§ **WHAT YOU HAVE TO DO**: Show each line from the records below in which the word "handbag" occurs.

§ **SUPPLIED MATERIAL**:
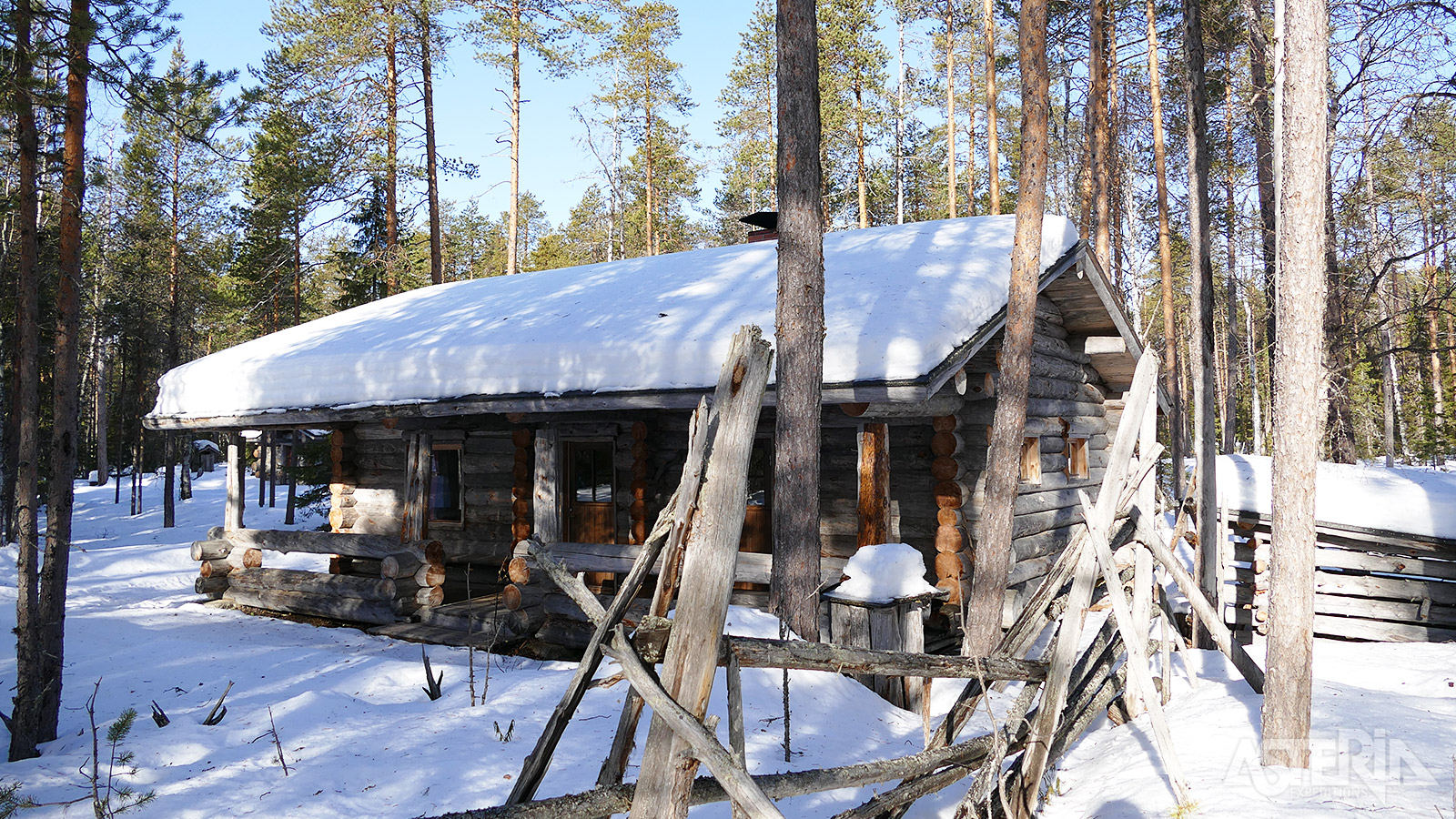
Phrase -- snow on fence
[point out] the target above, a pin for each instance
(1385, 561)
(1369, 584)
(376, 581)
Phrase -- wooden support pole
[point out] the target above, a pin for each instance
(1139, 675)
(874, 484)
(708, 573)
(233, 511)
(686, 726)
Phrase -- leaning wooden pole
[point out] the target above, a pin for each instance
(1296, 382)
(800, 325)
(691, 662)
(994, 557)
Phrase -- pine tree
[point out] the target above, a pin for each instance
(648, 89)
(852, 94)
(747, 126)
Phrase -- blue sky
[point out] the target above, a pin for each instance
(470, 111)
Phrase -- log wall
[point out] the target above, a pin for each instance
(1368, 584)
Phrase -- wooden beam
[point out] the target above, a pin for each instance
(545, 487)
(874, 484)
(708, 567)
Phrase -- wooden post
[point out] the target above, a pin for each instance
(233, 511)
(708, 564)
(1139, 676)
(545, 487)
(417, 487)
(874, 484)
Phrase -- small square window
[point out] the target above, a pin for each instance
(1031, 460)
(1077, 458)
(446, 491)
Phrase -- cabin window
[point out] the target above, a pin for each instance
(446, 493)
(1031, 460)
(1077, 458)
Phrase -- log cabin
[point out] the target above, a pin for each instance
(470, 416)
--
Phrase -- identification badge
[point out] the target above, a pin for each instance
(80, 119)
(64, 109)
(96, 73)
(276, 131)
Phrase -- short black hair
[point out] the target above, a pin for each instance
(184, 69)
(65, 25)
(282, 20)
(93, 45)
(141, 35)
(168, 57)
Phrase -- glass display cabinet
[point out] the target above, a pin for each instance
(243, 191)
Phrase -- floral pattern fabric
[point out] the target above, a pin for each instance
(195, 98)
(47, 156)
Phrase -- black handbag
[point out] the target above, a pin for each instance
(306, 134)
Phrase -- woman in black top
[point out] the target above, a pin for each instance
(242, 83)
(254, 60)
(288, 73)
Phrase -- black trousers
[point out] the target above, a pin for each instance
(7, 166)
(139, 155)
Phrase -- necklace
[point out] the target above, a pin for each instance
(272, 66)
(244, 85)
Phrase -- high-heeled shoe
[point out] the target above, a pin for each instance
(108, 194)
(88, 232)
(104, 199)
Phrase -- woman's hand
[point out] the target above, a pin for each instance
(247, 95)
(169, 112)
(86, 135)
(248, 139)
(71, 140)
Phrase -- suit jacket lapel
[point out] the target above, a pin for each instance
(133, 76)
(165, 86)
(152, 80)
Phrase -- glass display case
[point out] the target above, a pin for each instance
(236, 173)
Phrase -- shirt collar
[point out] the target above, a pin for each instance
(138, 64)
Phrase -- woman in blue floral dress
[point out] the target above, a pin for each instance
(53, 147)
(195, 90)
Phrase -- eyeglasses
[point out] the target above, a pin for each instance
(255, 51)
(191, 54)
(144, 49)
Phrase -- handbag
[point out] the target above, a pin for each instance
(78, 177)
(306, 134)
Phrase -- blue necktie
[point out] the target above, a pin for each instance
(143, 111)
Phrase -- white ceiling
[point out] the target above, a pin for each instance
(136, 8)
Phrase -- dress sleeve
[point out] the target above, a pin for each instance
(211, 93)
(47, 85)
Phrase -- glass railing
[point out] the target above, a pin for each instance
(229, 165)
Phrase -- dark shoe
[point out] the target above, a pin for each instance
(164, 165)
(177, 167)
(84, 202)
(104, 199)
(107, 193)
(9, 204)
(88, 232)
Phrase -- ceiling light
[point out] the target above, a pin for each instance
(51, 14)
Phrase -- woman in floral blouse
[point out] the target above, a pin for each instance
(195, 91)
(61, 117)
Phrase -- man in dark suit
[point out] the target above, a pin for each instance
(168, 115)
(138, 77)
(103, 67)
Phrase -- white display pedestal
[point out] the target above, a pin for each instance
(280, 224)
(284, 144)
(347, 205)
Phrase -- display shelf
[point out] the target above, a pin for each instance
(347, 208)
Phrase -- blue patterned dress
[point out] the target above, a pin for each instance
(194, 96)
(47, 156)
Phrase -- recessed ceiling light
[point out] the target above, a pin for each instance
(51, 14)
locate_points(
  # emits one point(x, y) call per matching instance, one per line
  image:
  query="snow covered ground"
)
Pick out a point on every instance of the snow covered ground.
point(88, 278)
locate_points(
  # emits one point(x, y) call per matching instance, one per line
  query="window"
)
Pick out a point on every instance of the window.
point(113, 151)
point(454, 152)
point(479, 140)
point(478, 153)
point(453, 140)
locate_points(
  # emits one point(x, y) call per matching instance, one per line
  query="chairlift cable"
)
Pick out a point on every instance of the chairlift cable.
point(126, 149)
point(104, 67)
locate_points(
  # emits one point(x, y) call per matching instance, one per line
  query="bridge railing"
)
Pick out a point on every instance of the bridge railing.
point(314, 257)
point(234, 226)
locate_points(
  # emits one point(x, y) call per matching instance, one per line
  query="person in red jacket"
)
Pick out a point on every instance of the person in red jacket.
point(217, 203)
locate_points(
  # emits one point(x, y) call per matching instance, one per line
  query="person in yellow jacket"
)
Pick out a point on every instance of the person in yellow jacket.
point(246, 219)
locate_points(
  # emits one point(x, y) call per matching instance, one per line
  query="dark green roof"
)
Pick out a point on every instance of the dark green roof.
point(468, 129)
==
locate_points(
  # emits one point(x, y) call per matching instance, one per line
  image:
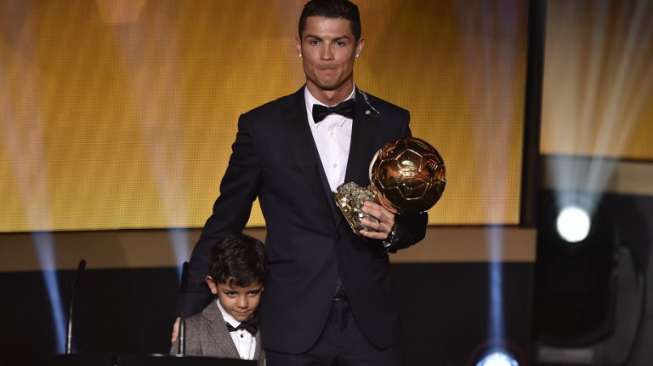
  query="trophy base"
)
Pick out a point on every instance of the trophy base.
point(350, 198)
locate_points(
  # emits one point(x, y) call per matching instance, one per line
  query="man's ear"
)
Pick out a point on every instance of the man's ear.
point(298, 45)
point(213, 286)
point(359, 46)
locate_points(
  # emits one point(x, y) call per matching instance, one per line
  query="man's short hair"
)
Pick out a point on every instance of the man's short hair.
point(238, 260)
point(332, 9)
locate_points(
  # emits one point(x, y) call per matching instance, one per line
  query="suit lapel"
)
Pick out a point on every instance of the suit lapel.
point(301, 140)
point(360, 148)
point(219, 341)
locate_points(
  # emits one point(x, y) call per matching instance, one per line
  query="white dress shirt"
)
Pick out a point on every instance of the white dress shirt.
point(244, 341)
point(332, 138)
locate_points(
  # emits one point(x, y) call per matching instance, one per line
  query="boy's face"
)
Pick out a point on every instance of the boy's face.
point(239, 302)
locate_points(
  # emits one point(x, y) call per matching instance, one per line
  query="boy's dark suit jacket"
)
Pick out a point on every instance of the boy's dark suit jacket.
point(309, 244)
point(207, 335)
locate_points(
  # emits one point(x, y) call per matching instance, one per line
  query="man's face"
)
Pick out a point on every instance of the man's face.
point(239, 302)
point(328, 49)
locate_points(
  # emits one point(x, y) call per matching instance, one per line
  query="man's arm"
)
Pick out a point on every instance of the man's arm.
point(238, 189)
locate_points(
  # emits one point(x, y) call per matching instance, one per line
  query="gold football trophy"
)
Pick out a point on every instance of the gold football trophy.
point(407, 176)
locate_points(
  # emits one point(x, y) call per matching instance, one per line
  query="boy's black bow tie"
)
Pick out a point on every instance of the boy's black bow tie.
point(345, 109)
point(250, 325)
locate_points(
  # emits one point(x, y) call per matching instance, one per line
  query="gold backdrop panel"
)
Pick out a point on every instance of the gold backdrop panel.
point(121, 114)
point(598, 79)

§ **EXERCISE RESULT**:
Phrase -- black handbag
Phrase -- handbag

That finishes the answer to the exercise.